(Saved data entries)
--- START ---

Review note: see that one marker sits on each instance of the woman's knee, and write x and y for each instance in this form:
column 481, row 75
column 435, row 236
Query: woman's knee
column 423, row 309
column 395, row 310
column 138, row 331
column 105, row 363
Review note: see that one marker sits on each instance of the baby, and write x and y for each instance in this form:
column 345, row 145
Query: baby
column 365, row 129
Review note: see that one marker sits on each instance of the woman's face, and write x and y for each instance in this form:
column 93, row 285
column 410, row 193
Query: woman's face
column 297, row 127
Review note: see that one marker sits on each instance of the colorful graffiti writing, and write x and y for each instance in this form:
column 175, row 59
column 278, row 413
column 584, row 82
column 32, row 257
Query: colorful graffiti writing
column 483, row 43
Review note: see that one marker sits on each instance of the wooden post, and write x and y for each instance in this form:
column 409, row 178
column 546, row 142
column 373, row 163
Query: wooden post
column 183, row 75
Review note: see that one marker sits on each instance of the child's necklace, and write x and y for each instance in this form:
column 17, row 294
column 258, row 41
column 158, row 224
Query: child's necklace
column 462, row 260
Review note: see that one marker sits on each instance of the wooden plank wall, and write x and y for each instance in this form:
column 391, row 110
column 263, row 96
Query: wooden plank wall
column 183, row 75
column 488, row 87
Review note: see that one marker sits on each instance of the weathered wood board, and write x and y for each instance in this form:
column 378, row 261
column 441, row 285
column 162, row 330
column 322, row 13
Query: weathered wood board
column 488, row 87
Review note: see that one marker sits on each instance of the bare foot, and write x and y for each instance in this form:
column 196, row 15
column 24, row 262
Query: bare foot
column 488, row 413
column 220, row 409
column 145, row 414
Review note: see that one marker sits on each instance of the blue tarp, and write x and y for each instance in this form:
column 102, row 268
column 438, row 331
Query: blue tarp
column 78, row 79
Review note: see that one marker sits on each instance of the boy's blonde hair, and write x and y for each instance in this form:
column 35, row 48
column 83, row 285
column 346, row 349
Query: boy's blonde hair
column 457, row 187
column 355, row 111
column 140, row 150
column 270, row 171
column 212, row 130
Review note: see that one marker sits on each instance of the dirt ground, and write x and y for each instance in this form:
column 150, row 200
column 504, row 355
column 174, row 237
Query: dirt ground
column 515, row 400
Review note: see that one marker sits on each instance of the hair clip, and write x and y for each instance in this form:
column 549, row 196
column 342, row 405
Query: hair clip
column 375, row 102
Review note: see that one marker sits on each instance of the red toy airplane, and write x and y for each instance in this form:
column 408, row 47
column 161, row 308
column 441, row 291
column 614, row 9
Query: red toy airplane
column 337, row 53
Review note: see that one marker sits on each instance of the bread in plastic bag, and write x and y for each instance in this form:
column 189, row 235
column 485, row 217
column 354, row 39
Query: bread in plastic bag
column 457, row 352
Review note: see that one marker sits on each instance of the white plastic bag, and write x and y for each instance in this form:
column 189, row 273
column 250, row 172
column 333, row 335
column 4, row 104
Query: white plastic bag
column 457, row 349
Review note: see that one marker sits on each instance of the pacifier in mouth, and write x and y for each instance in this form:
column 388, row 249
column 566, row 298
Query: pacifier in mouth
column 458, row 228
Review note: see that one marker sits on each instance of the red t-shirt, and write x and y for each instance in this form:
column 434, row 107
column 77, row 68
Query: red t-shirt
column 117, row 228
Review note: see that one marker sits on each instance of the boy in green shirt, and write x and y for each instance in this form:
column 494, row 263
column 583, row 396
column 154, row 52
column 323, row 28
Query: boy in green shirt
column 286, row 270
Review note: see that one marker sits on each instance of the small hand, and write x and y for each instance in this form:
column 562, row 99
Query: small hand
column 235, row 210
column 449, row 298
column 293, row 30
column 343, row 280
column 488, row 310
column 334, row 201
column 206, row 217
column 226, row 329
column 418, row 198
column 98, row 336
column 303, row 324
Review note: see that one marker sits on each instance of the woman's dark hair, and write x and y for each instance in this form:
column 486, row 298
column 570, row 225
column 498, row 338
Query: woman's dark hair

--- END ---

Only certain lines are wanted. Please return exactly those from the top of the data through the line with "column 409, row 178".

Review note: see that one marker sits on each instance of the woman's knee, and write x and y for each instance in this form:
column 481, row 75
column 435, row 236
Query: woman's knee
column 423, row 309
column 395, row 310
column 138, row 331
column 105, row 363
Review note: see that one marker sits on each instance of the baby, and write x and y for each instance in this form:
column 345, row 145
Query: baby
column 365, row 129
Review note: see that one marker sits on each instance of the woman's face, and write x and y for each instance in this form:
column 93, row 285
column 410, row 193
Query: woman's face
column 297, row 127
Review note: see that one marker sits on each instance of the colorful graffiti writing, and write x and y for each instance in this form:
column 175, row 59
column 278, row 413
column 584, row 82
column 32, row 257
Query: colorful graffiti writing
column 483, row 43
Review note: see that one marker sits on each instance of the wooden post, and write x and y for each instance in this form:
column 409, row 178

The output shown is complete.